■ **Text block**
============================================================

The report featured other interviews and accounts of Christians sharing their thoughts and feelings after finally being able to return home, and assess how and if they will be able to rebuild their lives.

Still, there has also been a fair bit of rejoicing, Reuters noted earlier in November, with dozens of Christians worshiping for the first time in two years inside the Church of the Immaculate Conception in Qaraqosh, after IS was driven out.

"Today Qaraqosh is free of Daesh (Islamic State)," Syriac Catholic Archbishop of Mosul Butrus Moshe declared at the time.

"Our role today is to remove all the remnants of Daesh [ISIS]," he added. "This includes erasing sedition, separation and conflicts, which victimized us."

Loay Mikhael, head of the foreign relations committee of the Chaldean Syriac Assyrian Popular Council and deputy chairman of the Soraya Charity Organization in Nineveh, told The Christian Post this week that Qaraqosh has been 65 percent destroyed.

============================================================

■ **Entries shown**
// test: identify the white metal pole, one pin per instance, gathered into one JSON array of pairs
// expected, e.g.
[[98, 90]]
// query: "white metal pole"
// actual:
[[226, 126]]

============================================================

■ **Set exercise 1**
In the Qaraqosh news text, change "two years" to "three years" and give the stretch from "Still, there has" through "was driven out.".
■ **Set exercise 2**
Answer these from the Qaraqosh news text:
(a) In which church did Christians worship for the first time in two years?
(b) Who declared that Qaraqosh was free of Daesh?
(c) According to Loay Mikhael, how much of Qaraqosh has been destroyed?
■ **Set exercise 3**
Write a continuation of the Qaraqosh news text, starting after its final sentence.

■ **Reply 1**
Still, there has also been a fair bit of rejoicing, Reuters noted earlier in November, with dozens of Christians worshiping for the first time in three years inside the Church of the Immaculate Conception in Qaraqosh, after IS was driven out.

■ **Reply 2**
(a) The Church of the Immaculate Conception in Qaraqosh
(b) Butrus Moshe, the Syriac Catholic Archbishop of Mosul
(c) 65 percent

■ **Reply 3**
"After liberation, there should be money allocated for this area by coalition or United Nations to give to some organizations to clear at least mines and booby traps," Mikhael told CP.

"Phase two will be building what has been destroyed — houses, streets, schools, infrastructure. Phase three will, if we are able to build something there and enable these communities to go back to their homes, will focus on how can we create job opportunities, how will the people survive again. We need to create some projects to ensure that each family member will be working somewhere to make their livings and be able to sustain themselves."